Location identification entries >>
* * * * * * * * *
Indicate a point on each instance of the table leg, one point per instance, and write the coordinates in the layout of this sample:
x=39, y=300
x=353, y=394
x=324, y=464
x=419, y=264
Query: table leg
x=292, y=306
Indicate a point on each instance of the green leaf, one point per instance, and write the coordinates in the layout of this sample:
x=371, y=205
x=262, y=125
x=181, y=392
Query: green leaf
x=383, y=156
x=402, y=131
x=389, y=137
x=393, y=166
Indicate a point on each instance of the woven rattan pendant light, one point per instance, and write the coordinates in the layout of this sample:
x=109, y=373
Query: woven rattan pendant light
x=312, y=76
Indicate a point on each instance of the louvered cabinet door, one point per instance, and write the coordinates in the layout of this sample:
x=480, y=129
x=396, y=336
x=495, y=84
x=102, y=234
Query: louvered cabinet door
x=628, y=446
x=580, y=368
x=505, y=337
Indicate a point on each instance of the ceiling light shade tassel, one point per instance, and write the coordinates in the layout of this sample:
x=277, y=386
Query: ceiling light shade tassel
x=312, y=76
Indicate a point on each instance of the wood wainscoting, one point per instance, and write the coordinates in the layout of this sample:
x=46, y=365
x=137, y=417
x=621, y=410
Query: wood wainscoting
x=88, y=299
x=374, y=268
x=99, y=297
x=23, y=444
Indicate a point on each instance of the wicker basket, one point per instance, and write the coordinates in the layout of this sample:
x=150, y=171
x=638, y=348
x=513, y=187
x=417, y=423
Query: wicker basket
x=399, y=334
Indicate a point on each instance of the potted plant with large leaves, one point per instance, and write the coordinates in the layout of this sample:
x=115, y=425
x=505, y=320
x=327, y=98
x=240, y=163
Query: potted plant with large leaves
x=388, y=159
* * * * * * * * *
AIM OF THE TASK >> Can you revise the part of the material that opens with the line containing "Indicate a point on each instance of the green" and runs through the end, replacing "louvered" with "slatted" and leaving everything else unchanged? Return only that part.

RESULT >>
Indicate a point on each instance of the green leaf, one point per instance, and write the coordinates in the layout of this sample:
x=371, y=205
x=262, y=125
x=181, y=392
Query: green leaf
x=383, y=156
x=402, y=131
x=389, y=137
x=393, y=166
Indicate a point on each instance of the woven rattan pendant light, one point per instance, and write the coordinates in the layout of this sample:
x=109, y=373
Query: woven rattan pendant light
x=312, y=76
Indicate a point on each instance of the slatted cabinet door, one point per instance, and write the coordinates in the layout of this sample:
x=480, y=129
x=396, y=336
x=495, y=84
x=102, y=234
Query: slatted cabinet door
x=628, y=446
x=580, y=368
x=505, y=337
Indicate a point on each instance of the ceiling light shade tassel, one point per instance, and write the coordinates in the layout of this sample:
x=277, y=386
Query: ceiling light shade tassel
x=312, y=76
Indicate a point on each instance of the wood wainscoting, one point per instance, and write the coordinates in the layout of this sample:
x=46, y=365
x=137, y=417
x=621, y=410
Query: wood wainscoting
x=88, y=299
x=374, y=268
x=99, y=297
x=23, y=444
Indicate a point on each instance of the wicker basket, one point per instance, and write the coordinates in the layout of this sample:
x=150, y=171
x=638, y=348
x=513, y=187
x=417, y=423
Query: wicker basket
x=399, y=334
Indicate a point on each instance of the potted plant with large leaves, one point per instance, and write the coordinates in the layout of this sample:
x=115, y=425
x=505, y=320
x=327, y=98
x=240, y=163
Query: potted plant with large leaves
x=388, y=159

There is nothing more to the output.